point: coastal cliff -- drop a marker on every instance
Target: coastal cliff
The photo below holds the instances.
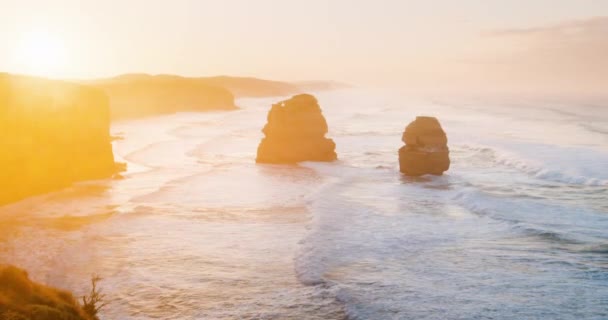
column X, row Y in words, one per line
column 140, row 95
column 53, row 133
column 23, row 299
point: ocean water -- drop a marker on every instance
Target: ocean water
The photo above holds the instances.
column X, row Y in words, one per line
column 517, row 229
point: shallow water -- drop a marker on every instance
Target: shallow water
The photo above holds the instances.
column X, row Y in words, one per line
column 517, row 229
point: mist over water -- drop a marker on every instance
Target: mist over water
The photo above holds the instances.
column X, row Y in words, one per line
column 517, row 229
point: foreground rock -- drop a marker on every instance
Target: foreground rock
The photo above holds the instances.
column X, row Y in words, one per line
column 23, row 299
column 426, row 150
column 295, row 132
column 53, row 133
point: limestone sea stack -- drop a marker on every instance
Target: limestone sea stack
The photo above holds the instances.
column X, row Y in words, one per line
column 426, row 148
column 52, row 133
column 295, row 132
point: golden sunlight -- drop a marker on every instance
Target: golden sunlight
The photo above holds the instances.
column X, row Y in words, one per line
column 41, row 53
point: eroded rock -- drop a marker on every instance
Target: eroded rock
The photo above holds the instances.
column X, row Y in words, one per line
column 295, row 132
column 426, row 150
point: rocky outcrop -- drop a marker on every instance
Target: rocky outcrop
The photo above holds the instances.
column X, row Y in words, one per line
column 53, row 133
column 140, row 95
column 295, row 132
column 23, row 299
column 426, row 150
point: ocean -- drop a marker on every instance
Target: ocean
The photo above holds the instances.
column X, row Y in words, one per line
column 516, row 229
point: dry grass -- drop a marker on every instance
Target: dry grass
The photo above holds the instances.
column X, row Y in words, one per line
column 21, row 299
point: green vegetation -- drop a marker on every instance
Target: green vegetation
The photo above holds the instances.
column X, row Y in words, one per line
column 23, row 299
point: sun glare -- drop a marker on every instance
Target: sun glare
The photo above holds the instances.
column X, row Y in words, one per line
column 42, row 54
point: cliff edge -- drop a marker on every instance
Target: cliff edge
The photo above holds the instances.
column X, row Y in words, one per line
column 53, row 133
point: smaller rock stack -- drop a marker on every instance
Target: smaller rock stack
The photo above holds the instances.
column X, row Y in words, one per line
column 426, row 148
column 295, row 132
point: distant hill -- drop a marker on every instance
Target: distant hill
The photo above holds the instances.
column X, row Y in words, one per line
column 139, row 95
column 252, row 87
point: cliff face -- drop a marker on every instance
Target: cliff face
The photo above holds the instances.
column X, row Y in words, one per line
column 295, row 132
column 52, row 134
column 133, row 96
column 23, row 299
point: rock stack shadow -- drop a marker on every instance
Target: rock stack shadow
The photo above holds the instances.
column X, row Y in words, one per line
column 295, row 132
column 426, row 148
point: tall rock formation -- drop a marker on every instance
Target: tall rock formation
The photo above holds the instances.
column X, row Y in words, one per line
column 52, row 133
column 295, row 132
column 426, row 150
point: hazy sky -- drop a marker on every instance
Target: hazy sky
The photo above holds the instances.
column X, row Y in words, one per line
column 359, row 41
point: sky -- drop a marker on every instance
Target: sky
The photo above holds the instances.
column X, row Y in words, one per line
column 549, row 44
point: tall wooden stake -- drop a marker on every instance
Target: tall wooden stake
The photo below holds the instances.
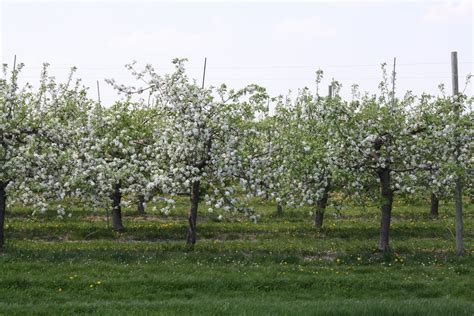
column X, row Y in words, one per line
column 98, row 92
column 394, row 74
column 458, row 182
column 204, row 72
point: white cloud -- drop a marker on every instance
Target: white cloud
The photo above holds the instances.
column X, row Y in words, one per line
column 307, row 28
column 450, row 11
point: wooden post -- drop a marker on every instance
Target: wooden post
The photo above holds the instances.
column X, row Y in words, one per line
column 204, row 72
column 458, row 183
column 394, row 74
column 98, row 92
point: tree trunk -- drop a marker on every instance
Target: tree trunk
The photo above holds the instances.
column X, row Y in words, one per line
column 434, row 205
column 191, row 239
column 459, row 223
column 321, row 206
column 141, row 205
column 318, row 218
column 117, row 209
column 386, row 208
column 279, row 209
column 3, row 200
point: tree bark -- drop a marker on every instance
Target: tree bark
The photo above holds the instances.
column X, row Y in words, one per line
column 385, row 208
column 434, row 205
column 141, row 205
column 318, row 218
column 279, row 209
column 191, row 239
column 117, row 209
column 3, row 203
column 321, row 207
column 459, row 223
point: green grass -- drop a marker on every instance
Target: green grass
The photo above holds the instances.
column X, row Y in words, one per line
column 280, row 265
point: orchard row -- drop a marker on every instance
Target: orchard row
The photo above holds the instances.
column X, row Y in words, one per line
column 224, row 147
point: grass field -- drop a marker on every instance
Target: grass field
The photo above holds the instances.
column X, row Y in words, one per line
column 280, row 265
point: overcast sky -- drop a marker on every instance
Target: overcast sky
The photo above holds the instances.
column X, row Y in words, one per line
column 279, row 45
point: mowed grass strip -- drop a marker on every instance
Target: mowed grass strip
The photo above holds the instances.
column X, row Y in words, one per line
column 279, row 265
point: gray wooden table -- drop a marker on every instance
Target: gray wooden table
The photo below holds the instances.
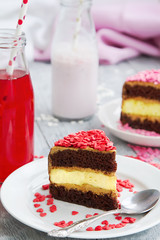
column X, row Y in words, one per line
column 48, row 129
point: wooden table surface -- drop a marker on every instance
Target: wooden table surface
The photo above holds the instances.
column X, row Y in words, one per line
column 48, row 129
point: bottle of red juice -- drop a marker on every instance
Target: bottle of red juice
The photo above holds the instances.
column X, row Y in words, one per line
column 16, row 106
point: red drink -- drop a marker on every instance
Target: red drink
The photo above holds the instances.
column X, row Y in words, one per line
column 16, row 121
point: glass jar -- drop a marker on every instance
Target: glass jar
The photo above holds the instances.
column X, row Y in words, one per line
column 74, row 61
column 16, row 106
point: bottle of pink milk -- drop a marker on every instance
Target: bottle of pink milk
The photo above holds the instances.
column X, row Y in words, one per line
column 74, row 62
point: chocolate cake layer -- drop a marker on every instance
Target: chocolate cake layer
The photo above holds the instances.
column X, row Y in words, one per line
column 84, row 159
column 148, row 92
column 138, row 124
column 89, row 199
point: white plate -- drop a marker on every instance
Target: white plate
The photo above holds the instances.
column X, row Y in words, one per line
column 109, row 115
column 17, row 194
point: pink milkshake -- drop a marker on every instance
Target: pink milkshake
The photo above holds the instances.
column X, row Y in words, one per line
column 74, row 81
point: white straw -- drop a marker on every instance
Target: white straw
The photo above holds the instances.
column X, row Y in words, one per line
column 78, row 25
column 21, row 19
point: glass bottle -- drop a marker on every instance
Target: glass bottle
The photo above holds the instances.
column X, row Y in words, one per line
column 74, row 61
column 16, row 106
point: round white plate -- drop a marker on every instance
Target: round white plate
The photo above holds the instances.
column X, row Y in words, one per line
column 17, row 194
column 109, row 115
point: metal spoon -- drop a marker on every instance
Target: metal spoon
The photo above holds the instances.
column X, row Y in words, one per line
column 138, row 203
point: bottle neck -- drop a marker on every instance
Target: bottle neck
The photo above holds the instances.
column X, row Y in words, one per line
column 12, row 49
column 9, row 40
column 76, row 3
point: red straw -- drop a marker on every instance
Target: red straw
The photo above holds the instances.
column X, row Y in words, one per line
column 21, row 19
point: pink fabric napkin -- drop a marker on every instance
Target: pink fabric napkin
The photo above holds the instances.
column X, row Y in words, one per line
column 124, row 31
column 127, row 30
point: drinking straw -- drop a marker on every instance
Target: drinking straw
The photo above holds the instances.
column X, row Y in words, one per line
column 22, row 15
column 78, row 25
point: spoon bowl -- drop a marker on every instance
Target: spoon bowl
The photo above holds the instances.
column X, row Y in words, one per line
column 138, row 203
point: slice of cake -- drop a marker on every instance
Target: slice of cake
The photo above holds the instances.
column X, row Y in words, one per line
column 82, row 170
column 141, row 101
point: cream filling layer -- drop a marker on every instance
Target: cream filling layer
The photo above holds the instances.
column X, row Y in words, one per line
column 76, row 177
column 139, row 107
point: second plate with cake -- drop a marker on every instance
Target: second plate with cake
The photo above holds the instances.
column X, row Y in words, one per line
column 109, row 115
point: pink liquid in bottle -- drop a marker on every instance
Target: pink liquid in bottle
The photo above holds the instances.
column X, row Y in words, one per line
column 16, row 121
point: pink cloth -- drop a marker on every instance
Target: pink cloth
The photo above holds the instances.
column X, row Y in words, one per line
column 123, row 31
column 126, row 31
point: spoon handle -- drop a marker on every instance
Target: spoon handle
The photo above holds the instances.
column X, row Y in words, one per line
column 79, row 225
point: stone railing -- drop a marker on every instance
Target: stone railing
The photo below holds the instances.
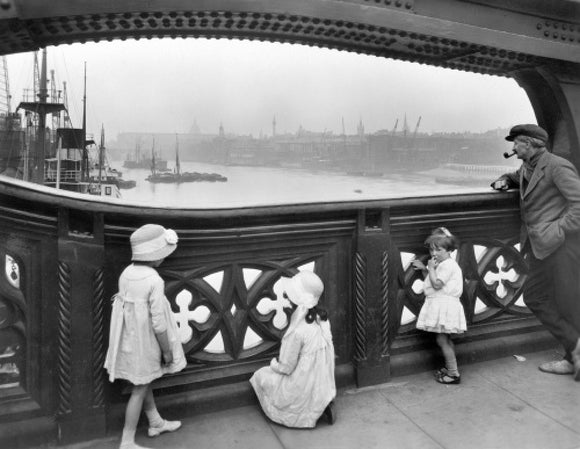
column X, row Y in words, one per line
column 62, row 255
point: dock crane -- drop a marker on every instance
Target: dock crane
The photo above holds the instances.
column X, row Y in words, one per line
column 395, row 127
column 4, row 88
column 417, row 127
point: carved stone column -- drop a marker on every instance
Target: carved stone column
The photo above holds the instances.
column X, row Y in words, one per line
column 373, row 301
column 81, row 408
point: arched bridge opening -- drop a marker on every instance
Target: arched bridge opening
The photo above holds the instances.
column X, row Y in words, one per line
column 61, row 254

════════

**SET PROBLEM:**
Please format the lines from the start of the records through the line holding "column 516, row 229", inclusive, as a JSON list of strings, one string per line, skipping blank lines and leaving out the pictures.

**CORRECT RESPONSE:**
[
  "point: coastal cliff -- drop a marker on every instance",
  "Target: coastal cliff",
  "The photo below holds the instances.",
  "column X, row Y in words, one per line",
  "column 140, row 95",
  "column 53, row 133",
  "column 23, row 299",
  "point: ocean water -- drop a marker on every instance",
  "Target: ocean water",
  "The photo above holds the instances.",
  "column X, row Y in words, one per line",
  "column 517, row 229",
  "point: shallow water -- drop a marker on every instance",
  "Target: shallow water",
  "The photo above holds the instances.",
  "column X, row Y in words, one per line",
  "column 517, row 229",
  "point: mist over water -- drop a marker on every instance",
  "Target: mist over water",
  "The photo above holds the instances.",
  "column X, row Y in words, one per line",
  "column 517, row 229",
  "point: foreground rock -- drop a marker on every instance",
  "Target: foreground rock",
  "The photo above holds the instances.",
  "column X, row Y in words, one per line",
  "column 23, row 299",
  "column 426, row 150",
  "column 295, row 132",
  "column 53, row 133",
  "point: limestone sea stack -- drop a marker on every instance",
  "Target: limestone sea stack",
  "The photo above holds the instances.",
  "column X, row Y in words, one per line",
  "column 426, row 148",
  "column 52, row 133",
  "column 295, row 132",
  "point: golden sunlight -- drop a marker on every instance",
  "Target: golden sunlight",
  "The photo above holds the instances.",
  "column X, row Y in words, one per line",
  "column 41, row 53",
  "point: eroded rock -- drop a marker on every instance",
  "Target: eroded rock",
  "The photo above holds the instances.",
  "column X, row Y in words, one per line",
  "column 295, row 132",
  "column 426, row 150",
  "point: rocky outcrop -- drop a marker on every instance",
  "Target: rocky outcrop",
  "The photo above holds the instances.",
  "column X, row Y in words, one per line",
  "column 53, row 133",
  "column 140, row 95",
  "column 295, row 132",
  "column 23, row 299",
  "column 426, row 150",
  "point: ocean -- drop a marker on every instance",
  "Target: ocean",
  "The photo above holds the instances.",
  "column X, row Y in words, one per line",
  "column 516, row 229"
]